● **EXERCISE INSTRUCTIONS**: Reproduce the entries below exactly, but leave the pictures out.
---------- GIVEN INFORMATION
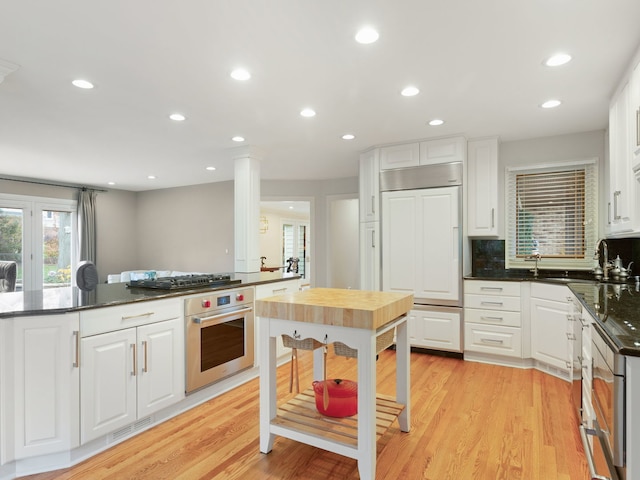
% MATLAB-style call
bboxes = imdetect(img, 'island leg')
[395,316,410,432]
[357,332,377,480]
[259,322,276,453]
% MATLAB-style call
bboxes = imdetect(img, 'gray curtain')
[78,189,97,263]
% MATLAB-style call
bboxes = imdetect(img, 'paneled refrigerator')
[381,162,463,353]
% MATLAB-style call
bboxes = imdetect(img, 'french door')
[0,194,77,291]
[282,220,309,279]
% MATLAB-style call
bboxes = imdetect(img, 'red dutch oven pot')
[312,379,358,417]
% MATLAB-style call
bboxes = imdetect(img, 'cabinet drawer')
[464,294,521,312]
[464,323,522,357]
[80,299,182,337]
[464,308,521,327]
[464,280,521,297]
[255,280,300,299]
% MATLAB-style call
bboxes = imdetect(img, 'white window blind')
[506,159,598,271]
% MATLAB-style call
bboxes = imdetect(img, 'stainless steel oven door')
[186,305,254,393]
[580,424,620,480]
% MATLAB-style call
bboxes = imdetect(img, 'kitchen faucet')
[594,238,610,281]
[525,252,542,277]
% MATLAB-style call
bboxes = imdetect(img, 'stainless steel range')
[184,286,254,393]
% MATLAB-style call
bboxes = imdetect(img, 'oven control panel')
[185,287,254,316]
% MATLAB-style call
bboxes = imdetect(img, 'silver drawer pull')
[480,338,504,344]
[272,287,287,294]
[481,316,503,322]
[122,312,154,321]
[480,301,503,306]
[480,287,503,291]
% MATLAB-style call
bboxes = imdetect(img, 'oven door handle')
[193,306,253,325]
[580,425,612,480]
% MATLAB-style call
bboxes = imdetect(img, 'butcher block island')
[256,288,413,480]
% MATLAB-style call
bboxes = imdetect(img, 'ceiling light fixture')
[541,99,562,109]
[107,181,116,186]
[72,79,94,89]
[205,166,216,171]
[401,86,420,97]
[169,113,186,121]
[355,27,379,44]
[544,53,572,67]
[428,119,445,126]
[230,68,251,81]
[300,108,316,117]
[342,134,355,140]
[232,136,245,142]
[147,175,157,180]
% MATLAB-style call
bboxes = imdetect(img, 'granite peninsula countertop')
[465,270,640,357]
[0,272,300,318]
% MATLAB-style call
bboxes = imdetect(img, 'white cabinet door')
[379,143,419,170]
[530,297,570,371]
[359,150,379,222]
[419,136,465,165]
[382,187,460,304]
[467,138,498,237]
[137,318,185,418]
[630,60,640,170]
[81,328,137,444]
[12,314,80,459]
[408,307,461,352]
[359,222,380,291]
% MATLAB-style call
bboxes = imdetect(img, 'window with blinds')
[506,159,598,270]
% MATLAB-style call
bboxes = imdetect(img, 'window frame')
[505,158,598,271]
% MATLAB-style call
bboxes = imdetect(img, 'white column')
[234,147,262,273]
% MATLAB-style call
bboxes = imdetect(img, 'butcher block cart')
[255,288,413,479]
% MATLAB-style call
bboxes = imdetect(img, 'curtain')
[78,189,97,263]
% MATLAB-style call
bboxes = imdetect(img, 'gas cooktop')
[127,273,241,290]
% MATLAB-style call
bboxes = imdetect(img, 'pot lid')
[313,379,357,397]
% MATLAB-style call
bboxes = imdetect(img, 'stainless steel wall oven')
[185,287,255,393]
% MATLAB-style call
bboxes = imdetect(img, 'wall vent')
[108,416,153,443]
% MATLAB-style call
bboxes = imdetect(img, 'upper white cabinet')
[467,138,499,237]
[419,136,466,166]
[379,143,419,170]
[359,149,379,222]
[631,59,640,170]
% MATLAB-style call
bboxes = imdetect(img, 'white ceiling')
[1,1,640,192]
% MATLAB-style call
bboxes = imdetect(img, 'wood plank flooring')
[21,350,589,479]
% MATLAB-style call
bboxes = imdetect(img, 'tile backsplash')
[471,238,640,277]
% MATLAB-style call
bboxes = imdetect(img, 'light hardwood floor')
[22,349,589,479]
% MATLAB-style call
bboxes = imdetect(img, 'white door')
[81,328,137,444]
[382,187,460,304]
[137,318,185,418]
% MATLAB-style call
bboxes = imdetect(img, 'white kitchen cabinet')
[608,81,634,235]
[379,143,419,170]
[530,283,572,375]
[255,279,301,361]
[466,137,498,237]
[464,280,522,359]
[419,136,465,166]
[80,302,184,444]
[359,149,379,222]
[2,313,80,460]
[359,222,380,291]
[382,186,460,304]
[630,59,640,170]
[407,306,461,352]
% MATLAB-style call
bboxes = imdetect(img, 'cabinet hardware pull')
[142,340,148,373]
[613,190,621,221]
[491,208,495,229]
[194,306,253,324]
[272,288,287,294]
[371,229,375,248]
[608,201,612,225]
[480,287,503,291]
[122,312,154,321]
[481,316,503,322]
[480,338,504,344]
[73,330,80,368]
[371,195,375,214]
[567,333,576,340]
[132,344,137,376]
[637,108,640,147]
[480,301,503,306]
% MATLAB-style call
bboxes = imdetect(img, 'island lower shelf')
[272,388,405,448]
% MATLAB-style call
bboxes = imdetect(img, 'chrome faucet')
[525,252,542,277]
[594,238,610,281]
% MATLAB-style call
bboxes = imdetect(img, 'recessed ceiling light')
[401,86,420,97]
[342,134,355,140]
[72,79,94,89]
[544,53,572,67]
[541,99,562,108]
[232,136,245,142]
[428,119,445,126]
[169,113,186,121]
[205,166,216,171]
[148,175,157,180]
[300,108,316,117]
[230,68,251,81]
[107,181,116,186]
[355,27,379,44]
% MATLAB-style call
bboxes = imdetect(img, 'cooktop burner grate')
[127,273,241,290]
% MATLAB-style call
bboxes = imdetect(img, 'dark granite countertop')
[464,269,598,283]
[0,272,301,318]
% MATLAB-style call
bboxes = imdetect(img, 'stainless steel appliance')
[128,273,241,290]
[581,322,625,480]
[185,287,254,393]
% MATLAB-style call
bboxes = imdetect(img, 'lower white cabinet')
[407,307,461,353]
[255,279,301,360]
[80,317,184,444]
[530,284,572,374]
[4,313,80,460]
[359,222,380,291]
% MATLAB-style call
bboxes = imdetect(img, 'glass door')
[282,221,309,279]
[0,206,25,290]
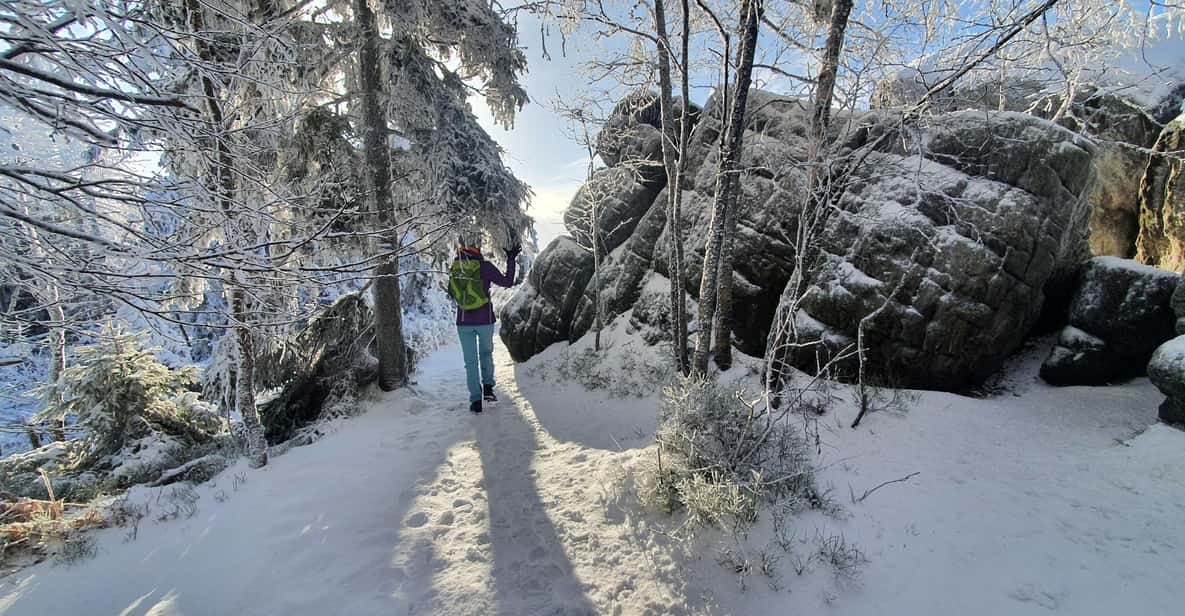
--------------------
● **EXERCISE SOLUTION**:
% MATLAB-style call
bboxes = imdetect(img, 'island leg')
[395,316,410,432]
[357,332,377,480]
[259,322,276,453]
% MATLAB-style call
bboxes = imdetect(img, 'gray curtain')
[78,189,97,263]
% MATLAB-style call
bboxes = imdetect(img, 'paneled refrigerator')
[381,162,463,353]
% MATLAB-style call
bboxes = imdetect(img, 'french door')
[0,194,77,291]
[282,220,309,279]
% MATLAB-style call
bboxes = imdetect(img, 'red dutch oven pot')
[312,379,358,417]
% MATLAB-style call
bboxes = imdetect(img, 'cabinet drawer')
[464,294,521,312]
[464,323,522,357]
[80,299,182,337]
[464,308,521,327]
[464,280,521,297]
[255,280,300,299]
% MATLAB-style call
bboxes = imdetect(img, 'white window blind')
[506,159,598,271]
% MATLAB-style call
bboxes = imdetect(img, 'stainless steel oven door')
[186,305,254,393]
[580,424,620,480]
% MATLAB-style call
bboxes = imdetect(img, 'kitchen faucet')
[594,238,610,281]
[525,252,542,277]
% MATLAB-style call
bboxes = imdetect(img, 'stainless steel range')
[184,286,254,393]
% MATLAB-style call
bboxes = imdetect(img, 'oven control panel')
[185,287,254,316]
% MATLAB-style call
bboxes = imdetect(img, 'silver drawer pull')
[480,338,504,344]
[272,287,287,294]
[481,316,503,322]
[122,312,154,321]
[480,301,503,306]
[480,287,503,291]
% MATLAB-style call
bboxes = imdetect(img, 'oven door handle')
[193,306,253,325]
[580,425,612,480]
% MATLAB-style call
bboxes = imdetect(img, 'butcher block island')
[256,288,413,480]
% MATLAB-style call
bboxes = imdetect(img, 'ceiling light fixture')
[541,99,562,109]
[107,181,116,186]
[72,79,94,89]
[205,166,216,171]
[401,86,420,97]
[169,113,186,121]
[355,27,379,44]
[544,53,572,67]
[428,119,445,126]
[230,68,251,81]
[300,108,316,117]
[342,134,355,140]
[232,136,245,142]
[147,175,157,180]
% MATLAB-style call
bboxes = imdetect(img, 'granite peninsula countertop')
[465,270,640,357]
[0,272,300,318]
% MATLAB-style call
bboxes = imdetect(img, 'white cabinet door')
[379,143,419,170]
[530,297,570,371]
[359,150,379,222]
[419,136,465,165]
[382,187,460,304]
[467,138,498,237]
[137,318,185,418]
[630,60,640,170]
[81,328,137,444]
[12,314,80,459]
[408,307,461,352]
[359,222,380,291]
% MATLAB-style call
bboxes = imdetect(img, 'window with blinds')
[506,159,598,270]
% MATLAB-style call
bboxes = imdetect(img, 'window frame')
[505,158,598,271]
% MATLAB-style call
bboxes = imdetect(img, 'white column')
[234,147,262,273]
% MATLAB-style call
bboxes = imdetect(img, 'butcher block cart')
[255,288,413,479]
% MATLAB-style call
bboxes = imdetect(img, 'curtain')
[78,189,97,263]
% MATLAB-style call
bboxes = imdetect(img, 'gas cooktop')
[127,273,241,290]
% MATLAB-style call
bboxes = imdetect(img, 'pot lid')
[313,379,357,397]
% MATLAB-style call
bboxes = imdetect(img, 'stainless steel wall oven')
[185,287,255,393]
% MATLAB-style call
bboxes = imdetect(img, 'wall vent')
[108,416,153,443]
% MATLAB-style call
bboxes = imdetect(img, 'upper white cabinet')
[467,138,499,237]
[419,136,466,166]
[379,143,419,170]
[359,149,379,222]
[631,59,640,170]
% MATLAB-style call
bboxes = imdetect(img, 'white ceiling')
[1,1,640,192]
% MATLAB-style call
bboxes = imdetect(img, 'wood plank flooring')
[21,350,589,479]
% MATLAB-style call
bboxes = imdetect(img, 'tile backsplash')
[471,238,640,277]
% MATLAB-style call
bboxes = imdetect(img, 'light hardwood floor')
[22,349,589,479]
% MATLAB-style call
bboxes = imdetect(img, 'white door')
[81,328,137,444]
[382,187,460,304]
[137,318,185,418]
% MATLAB-style call
bboxes = imdetect(img, 'white kitchen cabinet')
[608,81,634,235]
[379,143,419,170]
[530,283,572,375]
[255,279,301,361]
[466,137,498,237]
[464,280,522,359]
[419,136,465,166]
[80,302,184,444]
[359,149,379,222]
[2,313,80,460]
[359,222,380,291]
[382,186,460,304]
[630,59,640,170]
[407,306,461,352]
% MATLAB-style call
bboxes = imdetect(img, 'cabinet hardware pull')
[142,340,148,373]
[613,190,621,221]
[491,208,495,229]
[194,306,253,324]
[272,288,287,294]
[371,229,375,248]
[608,201,612,225]
[480,287,503,291]
[122,312,154,321]
[481,316,503,322]
[480,338,504,344]
[73,330,80,368]
[371,195,375,214]
[567,333,576,340]
[132,344,137,376]
[637,108,640,147]
[480,301,503,306]
% MATLAB-style call
bboxes = imdetect(img, 'island lower shelf')
[272,388,405,448]
% MATLAB-style call
bboxes = imdetect(img, 'chrome faucet')
[525,252,542,277]
[594,238,610,281]
% MATLAB-style call
bboxes = imdetect(img, 'recessed ceiling light')
[401,86,420,97]
[342,134,355,140]
[72,79,94,89]
[544,53,572,67]
[541,99,562,108]
[232,136,245,142]
[428,119,445,126]
[169,113,186,121]
[205,166,216,171]
[148,175,157,180]
[300,108,316,117]
[230,68,251,81]
[107,181,116,186]
[355,27,379,44]
% MATLAB-style call
bboxes = imdetect(img, 'cooktop burner grate')
[127,273,241,290]
% MATLAB-style call
bboxes = imdetect(img, 'dark granite countertop')
[464,269,598,283]
[0,272,301,318]
% MATLAB-style call
bboxes = imdetect(img, 'stainless steel appliance')
[128,273,241,290]
[581,322,625,480]
[185,287,254,393]
% MATLAB-style call
bboxes = imdetect(img, 'lower white cabinet')
[407,307,461,353]
[255,279,301,360]
[80,317,184,444]
[530,284,572,374]
[4,313,80,460]
[359,222,380,291]
% MATLAB-style call
bboxes = imdetect(img, 'glass door')
[282,221,309,279]
[0,206,25,290]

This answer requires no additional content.